Document text:
********************
In this study, we used an exome sequencing approach to screen mutations in a pedigree with ADCC. We performed exome sequencing in the proband of the pedigree and successfully identified a previously reported recurrent disease-causing mutation and thus demonstrated the robustness and potential application of exome sequencing in clinical molecular diagnosis of ADCC.

By sequencing the whole exome of one proband in each ADCC pedigree, the approach was able to screen all coding variants in 18 ADCC disease-causing genes in a rapid and cost-effective way. In the current study a heterozygous missense mutation in GJA8 was identified, demonstrating the potential application of exome sequencing in the molecular diagnosis of ADCC. One important limiting factor in clinical application of molecular diagnosis is cost. Exons constitute approximately 1% of human genome, and coding variants in these genomic regions are more likely to be functionally relevant and probably affect phenotypes or diseases, especially for Mendelian diseases such as ADCC. By targeting these specific regions in the human genome, exome sequencing provides a more cost-effective method to map genetic variants with large effect, compared with whole-genome sequencing. The cost of next-generation sequencing has been reduced dramatically recently, especially for exome sequencing, which allows possible applications of exome sequencing in molecular diagnosis. The cost of exome sequencing with 100 × average sequencing depth can be less than one tenth of that of whole genome sequencing with 30 × average sequencing depth.31 Therefore, with a fixed budget, exome sequencing can achieve higher sequencing depth in functionally relevant genomic region and thus significantly increases power of detection of disease-causing mutations. Another limiting factor of molecular diagnosis methods is turnaround time. In our study, the single sequencer (Illumina HiSeq 2000) generated 600 million pair-end reads of length 100 in about 11 days.32 This sequencing process can probably be shortened to about 17 h when using the new model Illumina HiSeq 2500 to do the whole-exome sequencing.33 By focusing on 18 ADCC genes, the completion of bioinformatics analysis could be controlled within only 5 h. The total turnaround time is feasible for clinical molecular diagnosis.
********************
Actions to take:
1 - Summarize the passage on exome sequencing for ADCC in two sentences.
2 - Write a continuation of the passage on exome sequencing for ADCC, beginning after its final sentence.

Region pointing data:
********************
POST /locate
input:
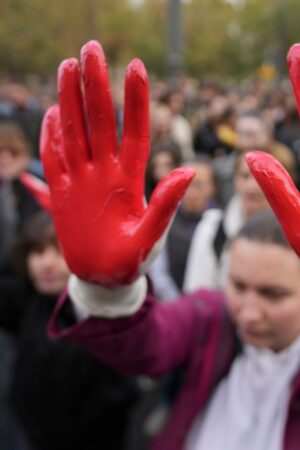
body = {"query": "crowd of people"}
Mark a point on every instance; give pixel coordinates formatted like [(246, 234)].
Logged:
[(55, 395)]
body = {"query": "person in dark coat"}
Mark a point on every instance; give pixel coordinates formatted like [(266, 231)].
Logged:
[(63, 397)]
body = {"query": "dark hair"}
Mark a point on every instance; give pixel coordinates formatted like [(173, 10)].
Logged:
[(263, 227), (36, 234)]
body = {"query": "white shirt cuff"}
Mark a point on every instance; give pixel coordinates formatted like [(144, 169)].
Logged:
[(95, 300)]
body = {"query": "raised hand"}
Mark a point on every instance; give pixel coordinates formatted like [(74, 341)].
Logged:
[(280, 191), (105, 228), (277, 185)]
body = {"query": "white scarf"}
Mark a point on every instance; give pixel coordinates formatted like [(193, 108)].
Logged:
[(249, 407)]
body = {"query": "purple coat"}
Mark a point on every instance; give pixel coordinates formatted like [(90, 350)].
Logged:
[(194, 332)]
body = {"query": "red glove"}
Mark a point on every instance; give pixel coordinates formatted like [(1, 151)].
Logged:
[(280, 191), (105, 229), (274, 180)]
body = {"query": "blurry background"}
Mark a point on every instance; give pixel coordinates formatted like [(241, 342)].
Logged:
[(228, 38)]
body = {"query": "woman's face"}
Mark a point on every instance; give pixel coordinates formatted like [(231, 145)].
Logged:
[(47, 270), (247, 188), (263, 293)]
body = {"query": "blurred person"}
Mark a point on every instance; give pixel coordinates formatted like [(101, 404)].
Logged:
[(257, 322), (252, 133), (181, 130), (165, 156), (168, 269), (216, 136), (241, 351), (207, 260), (162, 127), (17, 105), (16, 203), (63, 397)]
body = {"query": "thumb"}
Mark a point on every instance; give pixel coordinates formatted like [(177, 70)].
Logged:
[(280, 191), (162, 206), (38, 189)]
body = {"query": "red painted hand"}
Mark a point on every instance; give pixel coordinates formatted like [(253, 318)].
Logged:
[(280, 191), (274, 180), (105, 229)]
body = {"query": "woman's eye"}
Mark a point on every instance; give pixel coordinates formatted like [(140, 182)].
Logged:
[(273, 294), (239, 286)]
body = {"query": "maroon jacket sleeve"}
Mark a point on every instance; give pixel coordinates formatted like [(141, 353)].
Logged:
[(155, 340)]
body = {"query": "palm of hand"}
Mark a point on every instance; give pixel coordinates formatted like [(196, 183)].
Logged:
[(105, 229)]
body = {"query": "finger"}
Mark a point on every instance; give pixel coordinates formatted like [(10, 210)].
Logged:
[(293, 59), (162, 206), (99, 105), (280, 192), (72, 115), (136, 135), (52, 149), (38, 189)]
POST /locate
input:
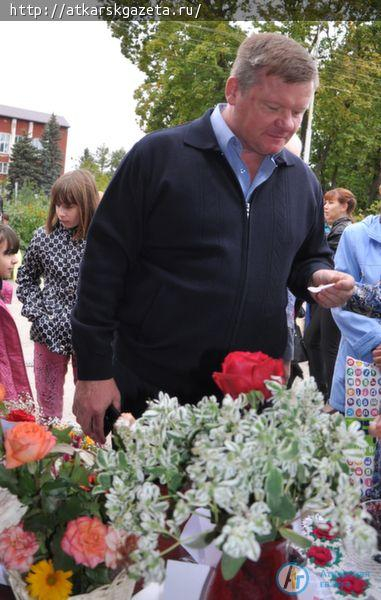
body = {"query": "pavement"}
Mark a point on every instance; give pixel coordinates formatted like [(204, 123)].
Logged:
[(23, 327)]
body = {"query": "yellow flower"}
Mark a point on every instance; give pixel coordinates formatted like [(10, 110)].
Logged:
[(47, 584), (88, 441)]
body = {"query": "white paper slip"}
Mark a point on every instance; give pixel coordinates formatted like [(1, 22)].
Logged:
[(319, 288), (184, 580)]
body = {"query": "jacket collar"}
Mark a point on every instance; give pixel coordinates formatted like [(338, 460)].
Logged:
[(200, 134)]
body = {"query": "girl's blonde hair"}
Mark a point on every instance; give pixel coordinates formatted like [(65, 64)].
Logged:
[(75, 187), (10, 237)]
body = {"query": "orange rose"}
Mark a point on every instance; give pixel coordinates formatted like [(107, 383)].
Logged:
[(25, 443)]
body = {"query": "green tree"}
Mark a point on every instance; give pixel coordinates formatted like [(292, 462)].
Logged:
[(25, 166), (51, 155), (102, 158), (115, 159), (346, 149), (102, 164), (186, 69)]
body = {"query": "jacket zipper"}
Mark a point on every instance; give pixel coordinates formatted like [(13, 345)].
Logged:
[(245, 260)]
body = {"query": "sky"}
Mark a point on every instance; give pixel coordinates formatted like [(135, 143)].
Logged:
[(76, 70)]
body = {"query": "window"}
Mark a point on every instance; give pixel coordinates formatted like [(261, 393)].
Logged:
[(4, 143), (37, 143)]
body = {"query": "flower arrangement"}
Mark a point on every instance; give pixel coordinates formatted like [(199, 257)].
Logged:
[(53, 531), (253, 466)]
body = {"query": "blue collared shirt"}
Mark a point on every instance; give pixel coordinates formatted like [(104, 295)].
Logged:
[(232, 148)]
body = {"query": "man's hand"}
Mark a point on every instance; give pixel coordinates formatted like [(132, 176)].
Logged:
[(376, 354), (336, 295), (91, 399), (375, 427)]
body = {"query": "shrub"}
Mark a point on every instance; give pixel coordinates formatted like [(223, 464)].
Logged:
[(26, 214)]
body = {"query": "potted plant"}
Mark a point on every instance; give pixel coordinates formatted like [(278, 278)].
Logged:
[(56, 540), (253, 466)]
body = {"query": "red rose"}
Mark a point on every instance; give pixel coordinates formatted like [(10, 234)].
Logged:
[(246, 371), (324, 534), (19, 415), (351, 584), (320, 555)]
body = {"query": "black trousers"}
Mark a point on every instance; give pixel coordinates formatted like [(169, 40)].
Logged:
[(322, 339)]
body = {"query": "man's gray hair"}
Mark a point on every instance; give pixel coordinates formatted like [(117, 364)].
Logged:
[(273, 54)]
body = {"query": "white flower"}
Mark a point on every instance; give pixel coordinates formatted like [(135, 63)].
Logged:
[(12, 511)]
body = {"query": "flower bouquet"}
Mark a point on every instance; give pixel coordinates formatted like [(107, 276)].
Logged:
[(55, 538), (252, 466)]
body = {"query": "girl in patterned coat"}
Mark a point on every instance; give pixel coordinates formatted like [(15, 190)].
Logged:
[(13, 375), (47, 283)]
********************
Expected responses:
1 - Exome sequencing of the proband in an ADCC pedigree identified a heterozygous missense mutation in GJA8, demonstrating the method's potential application in the clinical molecular diagnosis of ADCC. By targeting coding regions, exome sequencing costs far less than whole-genome sequencing, allows greater sequencing depth on a fixed budget, and can be completed with a total turnaround time described as feasible for clinical molecular diagnosis.

2 -
Congenital cataract is of high genetic heterogeneities. To exclude known mutations and map novel mutations in all ADCC disease-causing genes using such conventional strategy requires extensive laboratory work and budget, and it is especially impractical for genetic diagnosis and testing in clinical practice. In addition, in the current study we focused on 18 genes that were previously reported to cause ADCC. The panel can be extended to include additional new disease-causing genes of ADCC. Our findings also showed that by using a high sequencing depth strategy exome sequencing of only one proband or affected family member was able to detect the underlying disease-causing mutation in an ADCC pedigree. The coverage of target regions (with ≥10 × sequencing depth) was 87.6%; the average sequencing depth was 111 × ; and the average sequencing depth on target region was 51 × . In general, an average sequencing depth ≥100 × could ensure high coverage of target regions and high quality of SNV and indel calling. Our data showed that all 18 ADCC genes were covered in the exome sequencing. Bioinformatics analysis could be very powerful in identifying candidate variants in these genes, which could be quickly validated in ADCC pedigrees to confirm the possible co-segregation with the disease phenotype. The approach can also be useful in search for unknown ADCC genes. If no disease-causing mutations are found among these genes in the affected members of the pedigree, the results implicated novel disease-causing genes in the ADCC pedigrees.

In the current study, we proposed and evaluated an approach of ADCC genetic study to sequence whole exome of one proband from a pedigree with autosomal dominant congenital nuclear cataract. By successfully identifying a known mutation in the proband, the current study demonstrated a rapid and cost-effective approach to map disease-causing mutations in ADCC.